**EXERCISES TO COMPLETE**:
#1 Decide whether each statement below agrees with the blog excerpt. Answer yes or no for each and quote the words from the blog excerpt that decide it.
(a) The marigold plants went into garden beds ahead of a Day of the Dead event for Ragdale.
(b) The new eyes were bought at the coffee shop at SFMOMA.
(c) This year's trip to Mexico covers four regional cuisines.
#2 Reproduce the part of the blog excerpt word for word, starting at the words "It feels like" and ending after the words "It was breathtaking.".

Today 64 marigold plants were lovingly placed in compost rich garden beds in anticipation of a Day of the Dead Salon and fund raiser we are hosting for Ragdale, one of my very favorite places that supports artists in their creative endeavors.

New Eyes

It feels like I have been traveling the speed of light during the past 2 weeks. Lots to process. I received some recommendations on what art shows not to miss in San Francisco from Elizabeth Corden of the Corden Potts Gallery . I had the pleasure of seeing a wonderful exhibit The Steins Collect at SFMOMA. Gertrude Stein and her 2 brothers, Leo and Michael, were among the first to recognize the talents of avant-garde painters like Henri Matisse and Pablo Picasso. The stunning collection from the Steins' holdings included dozens of works by Matisse, Picasso, Paul Cézanne, Pierre-Auguste Renoir, Henri de Toulouse-Lautrec. It was breathtaking.

I then headed over to 826 Valencia to visit author Dave Eggers's (my hero) pirate supply store where I purchased new eyes. I giggled as I slipped the eyes into the Frida Kahlo bird box that contained the wedding cookies I consumed at the coffee shop at SFMOMA, a perfect container for my new eyes!

July 18

July 4th Chair Phenomena

July 2

Every July 4th there is a phenomena that occurs in Evanston as the residents approach their beloved 4th of July parade. EVERYONE wants front row seats. The chairs start lining up days in advance.

And for the past 14 years of the July 4th holidays, I have been in Mexico (or on route) with Chicago's Premier Chef, Rick Bayless, and his staff. This year is no exception. Three regional cuisines in 4 days; Mexico City, Puebla and Oaxaca! I hope to be posting from south of the border with my trusty iphone.

Blessings of the Butterflies

"Feet, what do I need you for when I have wings to fly?" Frida Kahlo, 1953

I have just completed an installation in the entryway of Frontera Grill/ Topolobampo in Chicago. As many of you know, I have travelled for the past 12 years with award winning chef Rick Bayless and his wonderful staff to Mexico to become more familiar the culinary and cultural riches of each state. Every year I come back with photographs and mount a show from a particular region.

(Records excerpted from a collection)
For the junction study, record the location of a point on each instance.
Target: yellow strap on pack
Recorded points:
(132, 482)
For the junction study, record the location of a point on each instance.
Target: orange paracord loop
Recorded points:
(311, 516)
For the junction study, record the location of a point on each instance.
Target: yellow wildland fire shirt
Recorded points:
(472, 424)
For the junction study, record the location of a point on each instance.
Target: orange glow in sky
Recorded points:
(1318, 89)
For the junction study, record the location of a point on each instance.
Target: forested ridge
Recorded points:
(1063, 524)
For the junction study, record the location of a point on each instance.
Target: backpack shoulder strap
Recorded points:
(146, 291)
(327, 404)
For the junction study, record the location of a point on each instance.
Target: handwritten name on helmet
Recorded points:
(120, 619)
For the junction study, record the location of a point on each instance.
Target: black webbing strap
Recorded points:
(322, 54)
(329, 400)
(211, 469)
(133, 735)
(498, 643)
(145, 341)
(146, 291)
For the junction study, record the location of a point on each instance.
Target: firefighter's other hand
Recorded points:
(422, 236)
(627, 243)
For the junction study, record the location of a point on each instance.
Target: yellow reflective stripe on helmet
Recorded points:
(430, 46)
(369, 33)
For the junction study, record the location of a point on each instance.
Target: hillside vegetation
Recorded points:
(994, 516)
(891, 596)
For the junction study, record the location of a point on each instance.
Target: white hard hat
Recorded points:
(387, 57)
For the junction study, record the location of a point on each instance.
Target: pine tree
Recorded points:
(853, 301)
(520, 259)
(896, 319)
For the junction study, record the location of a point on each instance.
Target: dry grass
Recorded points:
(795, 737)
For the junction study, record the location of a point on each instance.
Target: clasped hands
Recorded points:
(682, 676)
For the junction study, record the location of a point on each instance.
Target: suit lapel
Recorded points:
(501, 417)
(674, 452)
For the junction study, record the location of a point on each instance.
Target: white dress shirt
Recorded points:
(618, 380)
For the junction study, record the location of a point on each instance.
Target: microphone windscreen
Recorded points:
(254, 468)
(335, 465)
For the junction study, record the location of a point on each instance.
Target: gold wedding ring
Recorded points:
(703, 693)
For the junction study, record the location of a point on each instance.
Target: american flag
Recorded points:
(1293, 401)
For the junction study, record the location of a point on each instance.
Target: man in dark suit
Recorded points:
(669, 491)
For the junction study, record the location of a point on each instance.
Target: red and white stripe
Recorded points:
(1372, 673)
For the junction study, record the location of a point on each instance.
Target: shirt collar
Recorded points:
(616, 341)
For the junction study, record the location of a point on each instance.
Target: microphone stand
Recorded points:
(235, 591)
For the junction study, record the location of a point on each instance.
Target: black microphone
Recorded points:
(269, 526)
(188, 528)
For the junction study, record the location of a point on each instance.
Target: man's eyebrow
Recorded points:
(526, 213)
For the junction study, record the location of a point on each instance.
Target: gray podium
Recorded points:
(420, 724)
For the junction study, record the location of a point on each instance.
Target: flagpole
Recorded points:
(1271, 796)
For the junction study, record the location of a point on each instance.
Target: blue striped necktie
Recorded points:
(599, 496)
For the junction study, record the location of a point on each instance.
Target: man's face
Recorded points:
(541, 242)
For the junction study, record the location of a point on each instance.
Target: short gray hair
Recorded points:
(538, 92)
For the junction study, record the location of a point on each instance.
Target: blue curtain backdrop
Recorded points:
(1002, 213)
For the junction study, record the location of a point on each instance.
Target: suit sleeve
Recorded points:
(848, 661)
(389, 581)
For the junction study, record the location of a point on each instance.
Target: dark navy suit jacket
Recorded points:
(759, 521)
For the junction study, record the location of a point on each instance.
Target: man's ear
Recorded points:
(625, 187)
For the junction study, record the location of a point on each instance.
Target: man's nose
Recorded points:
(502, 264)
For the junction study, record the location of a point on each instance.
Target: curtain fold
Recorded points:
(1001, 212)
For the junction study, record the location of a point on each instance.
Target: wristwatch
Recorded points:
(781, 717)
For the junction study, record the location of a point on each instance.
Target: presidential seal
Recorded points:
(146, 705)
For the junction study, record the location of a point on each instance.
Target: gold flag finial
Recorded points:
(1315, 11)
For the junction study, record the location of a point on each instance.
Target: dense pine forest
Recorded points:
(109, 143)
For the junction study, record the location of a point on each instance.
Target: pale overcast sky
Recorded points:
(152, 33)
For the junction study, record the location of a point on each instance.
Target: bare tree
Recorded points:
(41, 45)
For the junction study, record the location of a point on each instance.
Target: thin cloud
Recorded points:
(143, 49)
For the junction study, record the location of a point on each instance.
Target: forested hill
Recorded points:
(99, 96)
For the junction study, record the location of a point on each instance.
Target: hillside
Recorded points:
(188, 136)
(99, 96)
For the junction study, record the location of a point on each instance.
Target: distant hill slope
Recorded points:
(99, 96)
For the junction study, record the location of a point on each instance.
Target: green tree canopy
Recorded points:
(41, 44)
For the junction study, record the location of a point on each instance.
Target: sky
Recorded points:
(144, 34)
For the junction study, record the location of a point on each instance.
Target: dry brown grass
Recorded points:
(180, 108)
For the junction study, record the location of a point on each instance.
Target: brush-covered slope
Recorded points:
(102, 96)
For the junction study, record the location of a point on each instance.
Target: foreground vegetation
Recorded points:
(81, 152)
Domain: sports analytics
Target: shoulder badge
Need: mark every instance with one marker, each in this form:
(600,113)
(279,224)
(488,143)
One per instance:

**RESULTS**:
#1
(a) Yes: "in anticipation of a Day of the Dead Salon and fund raiser we are hosting for Ragdale"
(b) No: "I then headed over to 826 Valencia to visit author Dave Eggers's (my hero) pirate supply store where I purchased new eyes."
(c) No: "Three regional cuisines in 4 days; Mexico City, Puebla and Oaxaca!"

#2
It feels like I have been traveling the speed of light during the past 2 weeks. Lots to process. I received some recommendations on what art shows not to miss in San Francisco from Elizabeth Corden of the Corden Potts Gallery . I had the pleasure of seeing a wonderful exhibit The Steins Collect at SFMOMA. Gertrude Stein and her 2 brothers, Leo and Michael, were among the first to recognize the talents of avant-garde painters like Henri Matisse and Pablo Picasso. The stunning collection from the Steins' holdings included dozens of works by Matisse, Picasso, Paul Cézanne, Pierre-Auguste Renoir, Henri de Toulouse-Lautrec. It was breathtaking.